* [Source extract]
* begin *
UA-48009635-1 UA-48009635-1

Tuesday, February 21, 2012

Happy Pancake Day




I'm noodling through what to give up for Lent. I use the word noodle figuratively because I could give up those edible worms easily. I would miss coffee and wine much, much more.

And in talking about Lenten sacrifices, I hope I'm not doing just what we're told not to do - look forlorn and seek attention for what we're giving up or giving. I do not mean it that way. I swear. Swear in a promise (not cursing) way. You know what I'm saying.

One year I gave up salt, another year I gave up sweets. That really didn't do much because I just loaded up on savories. Most of those sacrifices weren't prayerful efforts to take Lent into my heart. Here we are still learning to live a little differently, so I wonder what I could give up that would be genuinely missed. I have already unintentionally given up margaritas. (And that is big. The only thing that would make a margarita more perfect is a jolt of caffeine. A peppy, boozy slurpee trimmed in salt? Yum!) Also guacamole has already gone by the wayside for us of late. Even more, my mother always taught us that just as important as sacrificing during Lent is doing good. We'll have do lots of that this year.

When Biggest Brother was enrolled in a wonderful preschool at our church in Virginia, I would run in with the 2 little boys (Big Brother just a baby then) like I was on fire. At about 9:15 in the morning. As I fiddled with two whole car seats and exactly one school bag, I was in awe of a mother who would cheerfully unload her van of many, many well groomed smalls and walk into church to attend daily Mass together. How? I wondered most mornings. Honestly, sometimes I also wondered why?

But during Lent that year, I thought that (baby) Big Brother and I should stay for Mass. We were already there. A tradition began. So since I've had preschoolers, I've gone to daily Mass during Lent.
* end *
* [Raw data]
* begin *
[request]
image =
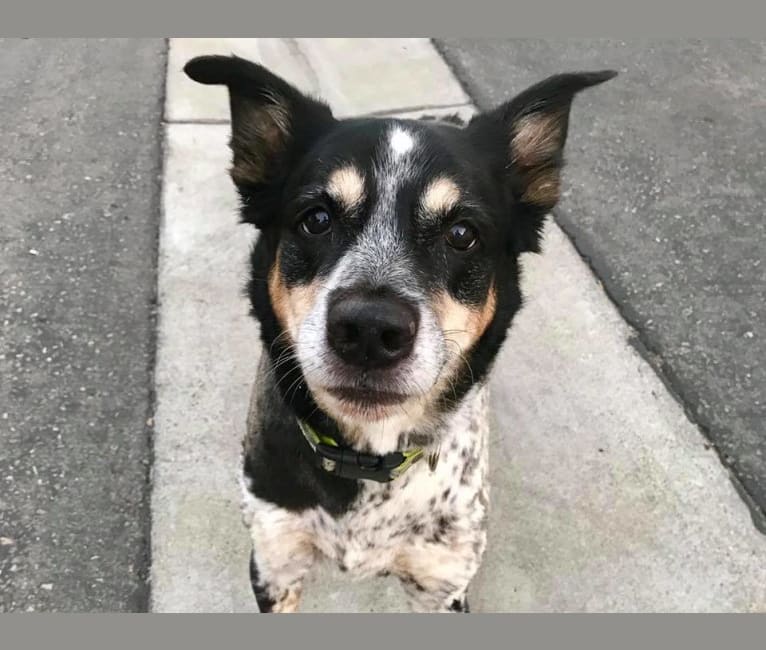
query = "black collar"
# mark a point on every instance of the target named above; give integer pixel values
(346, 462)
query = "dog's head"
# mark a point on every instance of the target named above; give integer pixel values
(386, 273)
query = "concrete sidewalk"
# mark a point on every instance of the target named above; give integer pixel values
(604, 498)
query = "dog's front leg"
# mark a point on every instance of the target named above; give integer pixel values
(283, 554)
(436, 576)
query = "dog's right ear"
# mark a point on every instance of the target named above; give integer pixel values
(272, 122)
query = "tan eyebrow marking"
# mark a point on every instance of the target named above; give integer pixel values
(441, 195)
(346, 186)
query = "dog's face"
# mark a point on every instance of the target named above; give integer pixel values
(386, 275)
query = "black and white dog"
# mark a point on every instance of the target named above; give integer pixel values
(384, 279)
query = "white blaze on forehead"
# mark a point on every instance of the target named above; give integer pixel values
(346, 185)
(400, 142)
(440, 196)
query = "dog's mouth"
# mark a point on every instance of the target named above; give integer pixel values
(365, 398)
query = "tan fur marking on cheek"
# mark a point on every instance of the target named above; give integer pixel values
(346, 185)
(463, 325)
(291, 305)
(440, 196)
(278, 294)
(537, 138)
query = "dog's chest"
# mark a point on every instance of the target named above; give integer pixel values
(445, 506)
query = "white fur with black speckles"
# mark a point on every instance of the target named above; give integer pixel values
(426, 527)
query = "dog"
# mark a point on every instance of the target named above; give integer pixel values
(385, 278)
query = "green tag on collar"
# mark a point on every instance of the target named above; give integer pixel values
* end *
* begin *
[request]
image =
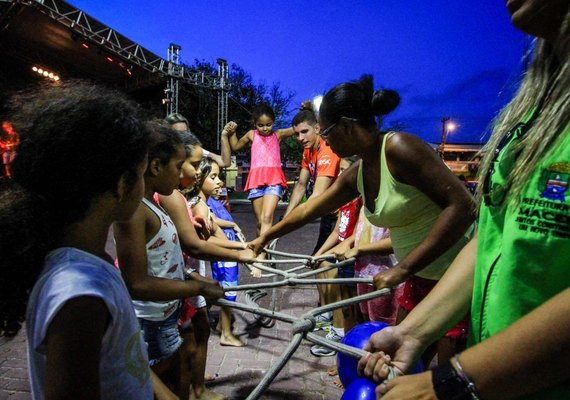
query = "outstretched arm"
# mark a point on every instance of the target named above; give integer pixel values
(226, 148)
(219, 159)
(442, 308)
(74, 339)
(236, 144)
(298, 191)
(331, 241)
* end *
* begin *
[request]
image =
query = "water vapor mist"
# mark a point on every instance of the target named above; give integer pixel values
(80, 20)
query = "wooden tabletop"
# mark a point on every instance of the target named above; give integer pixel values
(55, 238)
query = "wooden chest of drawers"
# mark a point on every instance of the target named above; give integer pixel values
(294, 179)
* end *
* [Work instructions]
- A) According to the Lent blog post, what two things did the writer give up in earlier years?
- B) Extend the Lent blog post with a few more paragraphs that pick up after its last sentence.
The rows have nothing to do with what you are asked to do here.

* [Answers]
- A) Salt one year and sweets another year.

- B)
Stop right there. I know what you're thinking. This is taking what people already hate about Mommy Bloggers to a whole new level, right?  Here comes a new one saying that she keeps house, has perfectly charming children, loves arts and crafts and hooray, me, also attends Mass every day!? Are you kidding? I hear you choking across the Atlantic! I do. But stick with me. It is me. Not that you need to be disabused of my children's charms, but I'm certain you've seen most members of my family (namely me) acting poorly. And if you need a recent reminder of our shared lack of grace, see also Big Sister's marathon meltdown and my 20 minutes of ineffective mothering post.

Besides, you already know that I do not do a whole lot more around the house than I enjoy, that my children try to avoid my cooking most days, and that I basically try to recruit them to enjoy pursuits and places that I do, too. So I promise you this is the last spot you'll read holier than thou sentiments. Nothing like that.

The original idea was that it would be a sacrifice for me to give up some free time afforded with a child out of the house at preschool. Time I could be at the gym (remind me again what a gym is?) or grabbing a latte with a baby who wouldn't also want a treat.

But the joke was on me. Turns out, going to daily Mass isn't the least bit of sacrifice as it has become a gift to myself. That peace you feel at church - especially after communion - the lightness and joy with which you leave church, the apologizing and beginning again, the quiet shared reflection, the exuberant offering of peace to others, is mine every day during Lent. Wow. What a blessing. Every morning. I've also made such nice friends among those who attend daily Mass and always feel most connected to my parish then (also during Vacation Bible School but that now feels as foreign to me as a gym. Someday again though, I'm sure I'll visit a gym and spend happy summer weeks in VBS.)

It might surprise you who goes to church every morning. It did me. There are assuredly lots of retirees who are greatly bonded from being churchgoers over a lifetime together, young parents with fidgety babies and toddlers, and plenty of working folks headed to the widget factory with God's grace.  Everyone is spirited (no pun intended) and welcoming. Mass is efficient. Light on singing, heavy on fellowship.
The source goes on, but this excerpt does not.